● **Task**
Beneath this task are the entries; from the line with "Put a point on every instance of the black" through the last one, transcribe every line exactly and nothing else, skipping pictures.

=-=-=-=-=

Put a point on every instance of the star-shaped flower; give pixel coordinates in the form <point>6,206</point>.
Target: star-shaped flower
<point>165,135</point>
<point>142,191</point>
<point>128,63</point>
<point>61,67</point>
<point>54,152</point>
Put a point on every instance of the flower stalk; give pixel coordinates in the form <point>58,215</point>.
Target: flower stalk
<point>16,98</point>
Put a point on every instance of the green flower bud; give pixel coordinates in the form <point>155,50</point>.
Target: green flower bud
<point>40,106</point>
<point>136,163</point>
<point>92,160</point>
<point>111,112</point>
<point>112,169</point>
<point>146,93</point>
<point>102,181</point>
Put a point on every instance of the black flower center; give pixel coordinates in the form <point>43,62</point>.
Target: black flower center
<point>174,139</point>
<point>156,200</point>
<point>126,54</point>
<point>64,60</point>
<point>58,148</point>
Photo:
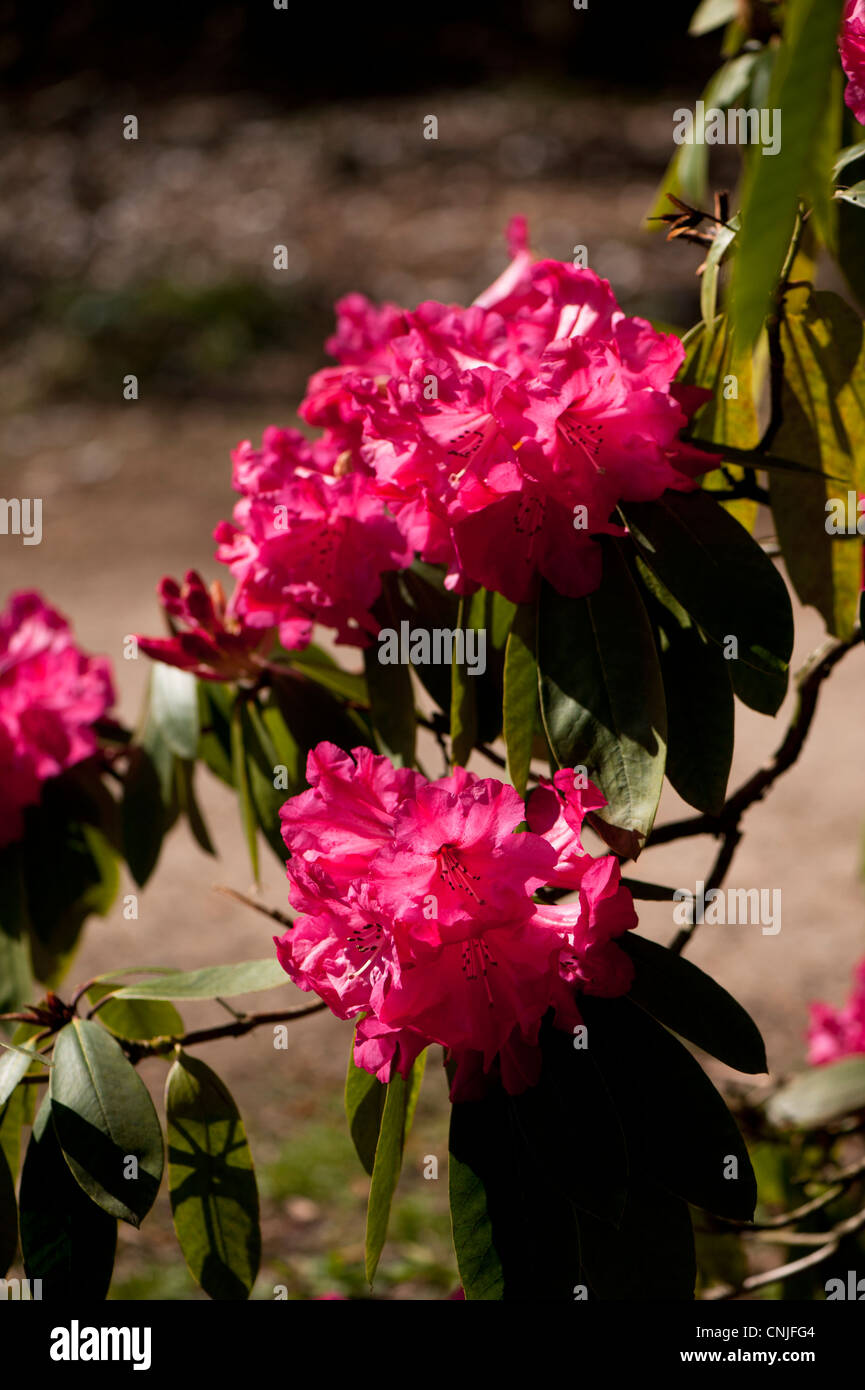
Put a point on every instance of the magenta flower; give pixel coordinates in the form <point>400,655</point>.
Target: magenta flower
<point>50,697</point>
<point>210,642</point>
<point>836,1033</point>
<point>419,915</point>
<point>504,435</point>
<point>310,540</point>
<point>851,46</point>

=-=-=-=-=

● **Output of the task**
Put a point on every instance of the black flower center; give pixel coordinates in the form <point>43,62</point>.
Target: black flower center
<point>174,139</point>
<point>156,200</point>
<point>126,54</point>
<point>64,60</point>
<point>58,148</point>
Photo:
Put a point on every instance of the magenta flower; give pixel coordinates in the form <point>400,655</point>.
Target: magenta flower
<point>50,697</point>
<point>210,642</point>
<point>836,1033</point>
<point>419,915</point>
<point>504,435</point>
<point>310,540</point>
<point>851,46</point>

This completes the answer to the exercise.